*TO DO:* Reproduce every line of the data below word for word, without changing anything.

*DATASET RECORDS:*
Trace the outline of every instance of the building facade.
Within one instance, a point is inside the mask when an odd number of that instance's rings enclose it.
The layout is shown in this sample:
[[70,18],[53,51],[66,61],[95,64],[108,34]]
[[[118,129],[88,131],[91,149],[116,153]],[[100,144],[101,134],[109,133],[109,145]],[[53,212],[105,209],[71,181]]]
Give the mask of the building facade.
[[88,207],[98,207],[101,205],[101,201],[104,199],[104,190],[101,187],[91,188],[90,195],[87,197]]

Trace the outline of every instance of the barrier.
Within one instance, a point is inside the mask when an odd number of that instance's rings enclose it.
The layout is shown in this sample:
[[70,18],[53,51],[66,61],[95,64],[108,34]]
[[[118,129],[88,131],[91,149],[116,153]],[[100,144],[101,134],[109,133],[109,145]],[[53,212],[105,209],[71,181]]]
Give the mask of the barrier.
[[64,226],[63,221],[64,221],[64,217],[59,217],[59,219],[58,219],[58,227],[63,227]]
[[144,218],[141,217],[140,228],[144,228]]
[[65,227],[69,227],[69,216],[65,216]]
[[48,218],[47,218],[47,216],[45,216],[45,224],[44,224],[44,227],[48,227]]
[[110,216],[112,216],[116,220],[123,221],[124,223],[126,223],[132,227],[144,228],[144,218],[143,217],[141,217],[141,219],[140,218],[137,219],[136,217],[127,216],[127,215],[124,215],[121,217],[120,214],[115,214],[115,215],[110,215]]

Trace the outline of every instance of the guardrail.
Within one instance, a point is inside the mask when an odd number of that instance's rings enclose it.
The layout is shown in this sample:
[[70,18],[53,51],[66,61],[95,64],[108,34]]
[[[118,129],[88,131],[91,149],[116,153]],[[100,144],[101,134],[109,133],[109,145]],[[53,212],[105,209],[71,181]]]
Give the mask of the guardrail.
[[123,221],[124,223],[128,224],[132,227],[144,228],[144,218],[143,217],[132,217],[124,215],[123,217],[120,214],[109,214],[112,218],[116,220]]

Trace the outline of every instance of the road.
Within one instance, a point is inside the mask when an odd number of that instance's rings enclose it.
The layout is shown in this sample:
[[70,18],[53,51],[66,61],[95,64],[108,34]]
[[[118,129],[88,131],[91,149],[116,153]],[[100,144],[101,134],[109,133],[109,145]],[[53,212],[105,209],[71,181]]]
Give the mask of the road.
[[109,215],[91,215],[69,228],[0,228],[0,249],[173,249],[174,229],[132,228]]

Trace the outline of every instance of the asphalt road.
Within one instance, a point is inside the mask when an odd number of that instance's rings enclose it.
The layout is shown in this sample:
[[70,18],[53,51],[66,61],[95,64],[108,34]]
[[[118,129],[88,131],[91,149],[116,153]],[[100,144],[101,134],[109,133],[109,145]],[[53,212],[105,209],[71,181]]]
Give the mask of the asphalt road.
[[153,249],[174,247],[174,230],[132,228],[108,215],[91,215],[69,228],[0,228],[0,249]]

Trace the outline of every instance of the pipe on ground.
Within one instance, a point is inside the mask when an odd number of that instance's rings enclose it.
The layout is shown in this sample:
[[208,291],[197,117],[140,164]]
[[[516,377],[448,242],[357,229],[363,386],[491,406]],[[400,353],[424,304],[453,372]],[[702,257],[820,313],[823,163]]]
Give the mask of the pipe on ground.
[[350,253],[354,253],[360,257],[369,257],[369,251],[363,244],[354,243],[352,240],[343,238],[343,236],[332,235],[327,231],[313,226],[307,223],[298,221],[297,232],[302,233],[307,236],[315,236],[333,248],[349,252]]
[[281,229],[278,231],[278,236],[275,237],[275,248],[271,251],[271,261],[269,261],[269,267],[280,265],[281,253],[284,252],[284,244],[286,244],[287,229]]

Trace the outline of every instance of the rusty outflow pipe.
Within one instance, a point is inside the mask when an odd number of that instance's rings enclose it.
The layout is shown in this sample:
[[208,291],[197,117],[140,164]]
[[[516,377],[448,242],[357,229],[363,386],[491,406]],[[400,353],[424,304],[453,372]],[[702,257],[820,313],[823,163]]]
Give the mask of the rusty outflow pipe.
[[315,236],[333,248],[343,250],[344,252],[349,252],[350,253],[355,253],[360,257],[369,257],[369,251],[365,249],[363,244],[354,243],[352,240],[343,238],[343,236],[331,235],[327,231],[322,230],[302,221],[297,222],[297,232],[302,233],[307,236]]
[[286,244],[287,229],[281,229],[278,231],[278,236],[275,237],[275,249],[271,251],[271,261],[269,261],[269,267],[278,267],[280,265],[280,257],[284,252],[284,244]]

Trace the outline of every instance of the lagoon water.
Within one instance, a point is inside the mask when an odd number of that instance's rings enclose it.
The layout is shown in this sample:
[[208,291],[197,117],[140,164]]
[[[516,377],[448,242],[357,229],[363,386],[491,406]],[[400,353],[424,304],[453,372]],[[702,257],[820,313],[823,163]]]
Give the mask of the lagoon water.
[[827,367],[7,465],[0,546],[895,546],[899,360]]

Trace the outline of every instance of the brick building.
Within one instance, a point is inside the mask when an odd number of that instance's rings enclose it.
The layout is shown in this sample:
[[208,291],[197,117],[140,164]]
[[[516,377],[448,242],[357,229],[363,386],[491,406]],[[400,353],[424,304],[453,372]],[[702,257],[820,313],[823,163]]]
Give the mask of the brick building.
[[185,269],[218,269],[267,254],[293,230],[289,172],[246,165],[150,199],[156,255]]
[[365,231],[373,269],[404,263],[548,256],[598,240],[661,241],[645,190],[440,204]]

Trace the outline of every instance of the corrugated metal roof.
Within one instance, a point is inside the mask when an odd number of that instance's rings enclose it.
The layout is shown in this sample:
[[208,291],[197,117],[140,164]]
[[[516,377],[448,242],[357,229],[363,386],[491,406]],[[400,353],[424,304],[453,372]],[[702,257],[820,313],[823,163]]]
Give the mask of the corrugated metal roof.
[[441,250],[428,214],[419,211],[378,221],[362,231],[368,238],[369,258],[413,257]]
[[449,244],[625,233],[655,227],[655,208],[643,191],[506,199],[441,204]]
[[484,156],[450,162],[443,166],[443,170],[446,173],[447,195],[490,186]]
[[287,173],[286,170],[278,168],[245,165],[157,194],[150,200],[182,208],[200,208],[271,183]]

*WRITTEN SOLUTION:*
Trace the outline of every instance of the building facade.
Within one instance, a point is inside the mask when an odd number of that instance's rings enclose it.
The layout is shown in this sample:
[[70,18],[53,51],[66,61],[95,64],[108,34]]
[[[118,129],[88,131],[91,149],[116,153]],[[100,144],[101,134],[109,133],[109,145]],[[53,212],[105,209],[71,181]]]
Give the mask of the building facade.
[[88,207],[98,207],[101,205],[101,201],[104,199],[104,190],[101,187],[91,188],[90,195],[87,197]]

Trace the outline of every instance of the barrier.
Within one instance, a point is inside the mask when an odd number of that instance's rings enclose it.
The layout is shown in this sample:
[[70,18],[53,51],[66,61],[95,64],[108,34]]
[[[118,129],[88,131],[91,149],[116,153]],[[100,144],[101,134],[109,133],[109,145]],[[53,212],[105,209],[71,181]]]
Give the mask of the barrier.
[[64,226],[63,221],[64,221],[64,217],[59,217],[59,219],[58,219],[58,227],[63,227]]
[[144,218],[141,217],[140,228],[144,228]]
[[65,227],[69,227],[69,216],[65,216]]
[[48,218],[47,218],[47,216],[45,216],[45,224],[44,224],[44,227],[48,227]]
[[110,216],[112,216],[116,220],[123,221],[124,223],[126,223],[132,227],[144,228],[144,218],[143,217],[141,217],[141,219],[140,218],[137,219],[136,217],[127,216],[127,215],[124,215],[121,217],[120,214],[115,214],[115,215],[110,215]]

Trace the outline of every instance of the guardrail.
Within one instance, a point is inside the mask when an odd number of that instance's rings enclose it.
The layout is shown in this sample:
[[70,18],[53,51],[66,61],[95,64],[108,34]]
[[[118,129],[88,131],[91,149],[116,153]],[[100,144],[101,134],[109,133],[109,145]],[[53,212],[105,209],[71,181]]]
Give the mask of the guardrail.
[[123,221],[124,223],[128,224],[132,227],[144,228],[144,218],[143,217],[132,217],[124,215],[123,217],[120,214],[109,214],[112,218],[116,220]]

Trace the outline of every instance of the road.
Within one instance, a point is inside the mask when an odd number of that instance's rings enclose it.
The layout is shown in this sample:
[[70,18],[53,51],[66,61],[95,64],[108,34]]
[[[118,129],[88,131],[91,149],[116,153]],[[100,144],[101,134],[109,133],[109,145]],[[53,212],[105,209],[71,181]]]
Give the mask of the road.
[[109,215],[91,215],[69,228],[0,228],[0,249],[173,249],[174,229],[132,228]]

Trace the outline of every instance of the asphalt road.
Within one instance, a point is inside the mask when an odd number of that instance's rings enclose it.
The layout is shown in this sample:
[[70,18],[53,51],[66,61],[95,64],[108,34]]
[[[118,129],[88,131],[91,149],[116,153]],[[100,144],[101,134],[109,133],[109,145]],[[53,212],[105,209],[71,181]]]
Give the mask of the asphalt road.
[[153,249],[174,247],[174,230],[132,228],[108,215],[91,215],[69,228],[0,228],[0,249]]

Trace the outline of every instance of the pipe on ground.
Within one instance, a point is inside the mask when an odd number of that instance's rings enclose it.
The layout is shown in this sample:
[[208,291],[197,117],[140,164]]
[[[516,377],[448,242],[357,229],[363,386],[491,406]],[[400,353],[424,304],[453,372]],[[702,257],[820,313],[823,163]]]
Give the mask of the pipe on ground.
[[350,253],[354,253],[360,257],[369,257],[369,251],[363,244],[354,243],[352,240],[343,238],[343,236],[332,235],[327,231],[313,226],[307,223],[298,221],[297,232],[302,233],[307,236],[315,236],[333,248],[349,252]]
[[281,229],[278,231],[278,236],[275,237],[275,248],[271,251],[271,261],[269,261],[269,267],[280,265],[281,253],[284,252],[284,244],[286,244],[287,229]]

Trace the outline of every instance of the rusty outflow pipe.
Within one instance, a point is inside the mask when an odd number of that instance's rings enclose it.
The layout is shown in this sample:
[[208,291],[197,117],[140,164]]
[[[516,377],[448,242],[357,229],[363,386],[491,406]],[[400,353],[424,304],[453,372]],[[702,257],[820,313],[823,163]]]
Give the mask of the rusty outflow pipe.
[[315,236],[333,248],[343,250],[344,252],[349,252],[350,253],[355,253],[360,257],[369,257],[369,251],[365,249],[363,244],[354,243],[352,240],[343,238],[343,236],[331,235],[327,231],[322,230],[302,221],[297,222],[297,232],[302,233],[307,236]]
[[286,244],[287,229],[281,229],[278,231],[278,236],[275,237],[275,249],[271,251],[271,261],[269,261],[269,267],[278,267],[280,265],[280,257],[284,252],[284,244]]

Trace the outline of every instance of the lagoon water.
Within one instance, a point is inside the mask when an odd number of that instance's rings enclose it.
The layout is shown in this sample:
[[208,291],[197,117],[140,164]]
[[[516,377],[448,242],[357,229],[363,386],[491,406]],[[400,353],[424,304],[453,372]],[[702,257],[820,313],[823,163]]]
Give the mask of the lagoon water.
[[827,367],[7,465],[0,546],[895,546],[899,360]]

Trace the outline of every instance of the brick building.
Within one instance, a point is inside the mask when an odd number of that instance's rings enclose it.
The layout is shown in this sample:
[[208,291],[197,117],[140,164]]
[[[516,377],[448,242],[357,229],[363,386],[491,406]],[[400,353],[424,304],[453,372]],[[702,257],[820,313],[823,163]]]
Give the mask of the brick building.
[[185,269],[218,269],[267,254],[293,230],[289,172],[246,165],[150,199],[156,255]]
[[365,231],[373,269],[404,263],[548,256],[598,240],[661,241],[645,190],[440,204]]

Trace the outline of every instance of the corrugated metal roof.
Within one instance, a point is inside the mask when an odd number of that instance's rings enclose it.
The layout is shown in this sample:
[[208,291],[197,117],[140,164]]
[[[516,377],[448,242],[357,229],[363,386],[491,406]],[[400,353],[424,304],[453,372]],[[702,257],[820,313],[823,163]]]
Give the mask of the corrugated metal roof.
[[441,250],[428,214],[419,211],[378,221],[362,231],[368,238],[369,258],[413,257]]
[[449,244],[625,233],[655,227],[655,208],[643,191],[506,199],[441,204]]
[[484,156],[450,162],[443,166],[443,170],[446,173],[447,195],[490,186]]
[[287,173],[286,170],[278,168],[245,165],[157,194],[150,200],[182,208],[200,208],[271,183]]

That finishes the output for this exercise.